** start DATASET ROWS **

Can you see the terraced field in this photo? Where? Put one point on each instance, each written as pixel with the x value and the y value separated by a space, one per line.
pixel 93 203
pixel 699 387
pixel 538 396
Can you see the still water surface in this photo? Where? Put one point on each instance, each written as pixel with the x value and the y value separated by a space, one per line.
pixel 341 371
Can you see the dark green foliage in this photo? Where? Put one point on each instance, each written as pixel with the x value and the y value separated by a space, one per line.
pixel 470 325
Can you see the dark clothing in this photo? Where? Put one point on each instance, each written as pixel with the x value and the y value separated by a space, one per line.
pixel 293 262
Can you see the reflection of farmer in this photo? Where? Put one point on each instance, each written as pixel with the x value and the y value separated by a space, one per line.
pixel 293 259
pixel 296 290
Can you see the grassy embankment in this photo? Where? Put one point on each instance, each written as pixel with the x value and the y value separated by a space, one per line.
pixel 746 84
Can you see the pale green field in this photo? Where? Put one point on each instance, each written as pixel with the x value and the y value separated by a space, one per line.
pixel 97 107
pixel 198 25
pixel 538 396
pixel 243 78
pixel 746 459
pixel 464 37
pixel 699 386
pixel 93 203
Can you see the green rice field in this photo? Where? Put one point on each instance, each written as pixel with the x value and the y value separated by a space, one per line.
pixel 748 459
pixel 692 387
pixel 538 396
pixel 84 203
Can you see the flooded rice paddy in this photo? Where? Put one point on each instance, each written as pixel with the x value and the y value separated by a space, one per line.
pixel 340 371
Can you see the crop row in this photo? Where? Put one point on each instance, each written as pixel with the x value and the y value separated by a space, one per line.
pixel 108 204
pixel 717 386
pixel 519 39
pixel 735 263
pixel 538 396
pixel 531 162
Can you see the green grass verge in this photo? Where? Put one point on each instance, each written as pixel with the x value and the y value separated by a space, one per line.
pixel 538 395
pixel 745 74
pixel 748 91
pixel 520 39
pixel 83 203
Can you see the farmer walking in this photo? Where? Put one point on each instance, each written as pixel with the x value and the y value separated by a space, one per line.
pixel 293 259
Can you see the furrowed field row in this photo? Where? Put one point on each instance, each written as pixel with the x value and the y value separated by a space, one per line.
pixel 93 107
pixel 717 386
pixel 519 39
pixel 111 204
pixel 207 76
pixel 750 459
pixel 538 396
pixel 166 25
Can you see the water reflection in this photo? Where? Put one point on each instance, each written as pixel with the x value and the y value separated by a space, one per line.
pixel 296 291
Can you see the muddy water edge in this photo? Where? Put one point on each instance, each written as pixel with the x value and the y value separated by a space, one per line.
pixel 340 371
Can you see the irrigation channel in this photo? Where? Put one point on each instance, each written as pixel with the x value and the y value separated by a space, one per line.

** end DATASET ROWS **

▶ **TO BE DONE**
Rewrite all the records above, changing every occurrence of "Put one point on each instance" to "Mark each instance with a single point" and leaving everything else unchanged.

▶ **RESULT OF THIS EXERCISE**
Can you see the terraced field in this photo? Where? Mark each instance with a single point, each written as pixel with the x value and the y value separated by a space, one per line.
pixel 93 203
pixel 699 387
pixel 538 396
Can you see the still water surface in this photo? Where? Mark each instance with a single point, each written as pixel with the x value and the y value separated by a space, one per line.
pixel 341 371
Can you see the dark green foliage in this photo? Where? Mark each instance with a single point, each written as pixel with the x value and the y value separated by a space, one per line.
pixel 470 325
Can you see the dark clothing in this photo? Where? Mark each instance with a single point, each written as pixel with the x value and the y value separated by a space, one per line.
pixel 293 262
Can you see the reflection of farmer in this photo? Where? Mark each instance with a single point, each written as pixel with the x value and the y value separated by a space, one per line.
pixel 293 259
pixel 296 290
Can you see the grassy embankment in this photo? Where? Mark each instance with a single point, each written as pixel with the x value and the y value separated by a space, one per line.
pixel 746 84
Can you see the pale green field in this photo? Where? Mark each instance with a single point, each written as pixel with the x value and the y value separated by a space, one per line.
pixel 97 107
pixel 198 25
pixel 538 396
pixel 243 78
pixel 746 459
pixel 464 37
pixel 699 386
pixel 93 203
Can you see the green rice field in this photo? Where? Mark each instance with a single point, each written as pixel with the x value and the y value separated by a space, one per line.
pixel 748 459
pixel 692 387
pixel 538 396
pixel 84 203
Can you see the flooded rice paddy in this photo? Where? Mark each instance with a single point, each written as pixel with the x value and the y value separated by a space, one per line.
pixel 340 371
Can you see the crop row in this photo? Where? Mark each instance with a single point, each written as pixel with the x value and the y value separated by a space, one per line.
pixel 108 204
pixel 717 386
pixel 519 39
pixel 735 263
pixel 538 396
pixel 531 162
Can you see the green grass verge in this photo? Where? Mark each instance with a single point, each written as pixel with the x value and the y value separated by a space, one per line.
pixel 538 395
pixel 745 74
pixel 748 91
pixel 520 39
pixel 83 203
Can you see the farmer walking in this photo? Where? Mark each instance with a single point, each written as pixel with the x value and the y value separated by a space, one per line.
pixel 293 259
Can you see the furrowed field row in this photo? Where? Mark each instance with a single point, each written as pixel with the x value and the y value separated by a space, one per line.
pixel 93 107
pixel 717 386
pixel 519 39
pixel 111 204
pixel 207 76
pixel 750 459
pixel 538 396
pixel 166 25
Can you see the water reflection in this photo? Where? Mark each instance with a single point, each written as pixel with the x value and the y value separated by a space, one per line.
pixel 296 291
Can you see the muddy water edge in this photo? Where? Mark each instance with a single point, each written as pixel with the x value and the y value separated by a space, one per line.
pixel 340 371
Can you see the irrigation channel in this photo? Where? Mark each instance with a single point, each written as pixel with the x value and the y value separated by a space, one per line.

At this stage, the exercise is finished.